[The task]: Scanning the entries below, copy every line that contains the word "shaped".

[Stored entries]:

━━━━━━

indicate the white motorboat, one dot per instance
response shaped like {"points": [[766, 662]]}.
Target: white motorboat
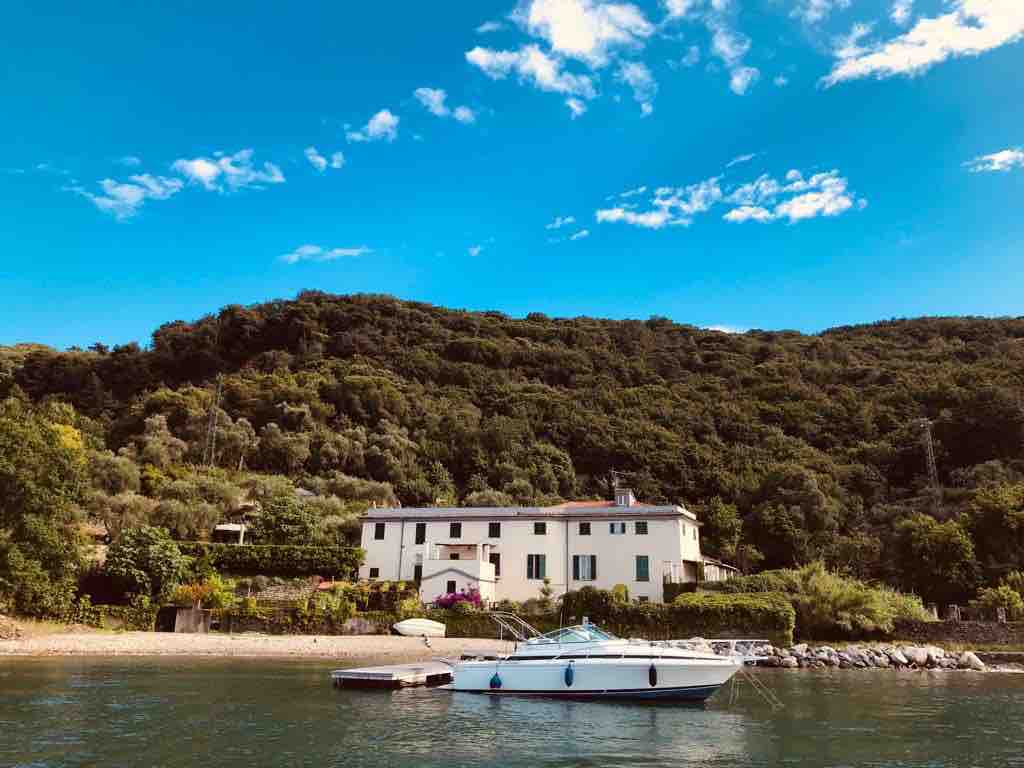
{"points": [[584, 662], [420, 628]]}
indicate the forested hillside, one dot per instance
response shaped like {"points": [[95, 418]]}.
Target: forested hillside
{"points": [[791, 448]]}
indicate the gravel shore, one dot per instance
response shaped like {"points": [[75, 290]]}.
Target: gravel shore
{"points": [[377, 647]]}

━━━━━━

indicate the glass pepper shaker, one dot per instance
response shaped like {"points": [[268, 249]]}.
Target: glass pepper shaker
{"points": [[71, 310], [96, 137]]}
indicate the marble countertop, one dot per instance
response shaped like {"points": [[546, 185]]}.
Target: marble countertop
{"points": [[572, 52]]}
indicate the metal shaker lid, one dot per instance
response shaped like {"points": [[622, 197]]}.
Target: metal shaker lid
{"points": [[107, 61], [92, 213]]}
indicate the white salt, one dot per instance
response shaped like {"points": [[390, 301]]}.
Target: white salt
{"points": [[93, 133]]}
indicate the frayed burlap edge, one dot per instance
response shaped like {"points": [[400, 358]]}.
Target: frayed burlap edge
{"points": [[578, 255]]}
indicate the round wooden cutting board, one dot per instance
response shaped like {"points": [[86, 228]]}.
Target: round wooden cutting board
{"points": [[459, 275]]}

━━━━━━

[Answer to this exercise]:
response shaped like {"points": [[766, 662]]}.
response shaped like {"points": [[95, 418]]}.
response shaped like {"points": [[75, 290]]}.
response shaped like {"points": [[268, 249]]}.
response shaped like {"points": [[546, 185]]}.
response shaped like {"points": [[622, 197]]}.
response shaped like {"points": [[390, 301]]}.
response shaped like {"points": [[400, 358]]}.
response shaped like {"points": [[86, 228]]}.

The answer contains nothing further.